§ **Set task**: Reproduce each of the records below word for word, omitting the pictures.

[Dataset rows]
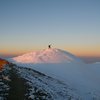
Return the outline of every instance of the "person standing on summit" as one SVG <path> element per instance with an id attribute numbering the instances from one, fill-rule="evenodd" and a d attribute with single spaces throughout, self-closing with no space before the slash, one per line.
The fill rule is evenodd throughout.
<path id="1" fill-rule="evenodd" d="M 50 44 L 50 45 L 48 45 L 48 48 L 49 48 L 49 49 L 51 48 L 51 44 Z"/>

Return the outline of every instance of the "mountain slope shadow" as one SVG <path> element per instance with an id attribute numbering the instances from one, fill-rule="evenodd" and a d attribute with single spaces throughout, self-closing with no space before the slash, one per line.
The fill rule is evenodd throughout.
<path id="1" fill-rule="evenodd" d="M 10 79 L 10 90 L 7 100 L 25 100 L 27 85 L 25 84 L 25 80 L 17 75 L 16 69 L 14 68 L 10 71 Z"/>

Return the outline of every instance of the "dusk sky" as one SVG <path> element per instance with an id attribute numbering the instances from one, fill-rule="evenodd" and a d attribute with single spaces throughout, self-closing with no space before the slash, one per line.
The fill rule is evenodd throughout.
<path id="1" fill-rule="evenodd" d="M 0 0 L 0 54 L 48 44 L 100 57 L 100 0 Z"/>

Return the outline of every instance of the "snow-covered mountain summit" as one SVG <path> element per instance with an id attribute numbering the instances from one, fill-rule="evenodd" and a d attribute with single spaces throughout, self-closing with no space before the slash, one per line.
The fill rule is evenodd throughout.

§ **Reply**:
Return the outline of every instance of the "person standing on summit" as one SVG <path> element per instance with an id attribute numbering the instances from one, fill-rule="evenodd" and a d attribute with single spaces throughout, self-closing with no space before the slash, one per line.
The fill rule is evenodd throughout.
<path id="1" fill-rule="evenodd" d="M 50 44 L 50 45 L 48 45 L 48 48 L 49 48 L 49 49 L 51 48 L 51 44 Z"/>

Return the outline of every instance of the "mountain slope shadow" as one SVG <path> element per instance with an id attribute numbering the instances from one, fill-rule="evenodd" and a d attribute with single spaces throughout, self-closing with no space before the slash, one per line.
The fill rule is evenodd throughout.
<path id="1" fill-rule="evenodd" d="M 10 79 L 10 90 L 7 100 L 25 100 L 27 85 L 25 84 L 25 80 L 17 75 L 16 69 L 14 68 L 10 71 Z"/>

Return the outline of every instance of the "dusk sky" as one SVG <path> element per instance with an id attribute numbering the instances from one, fill-rule="evenodd" and a d attribute with single spaces throughout, self-closing with no space before the slash, one per line.
The fill rule is evenodd throughout.
<path id="1" fill-rule="evenodd" d="M 0 0 L 0 54 L 48 44 L 100 57 L 100 0 Z"/>

Return the outline of every instance of the "snow-covered mountain summit" as one SVG <path> element per instance with an id attribute numbering the instances from one, fill-rule="evenodd" and a d attribute with single spaces throughout, self-closing with no space before the slash, one per line.
The fill rule is evenodd throughout.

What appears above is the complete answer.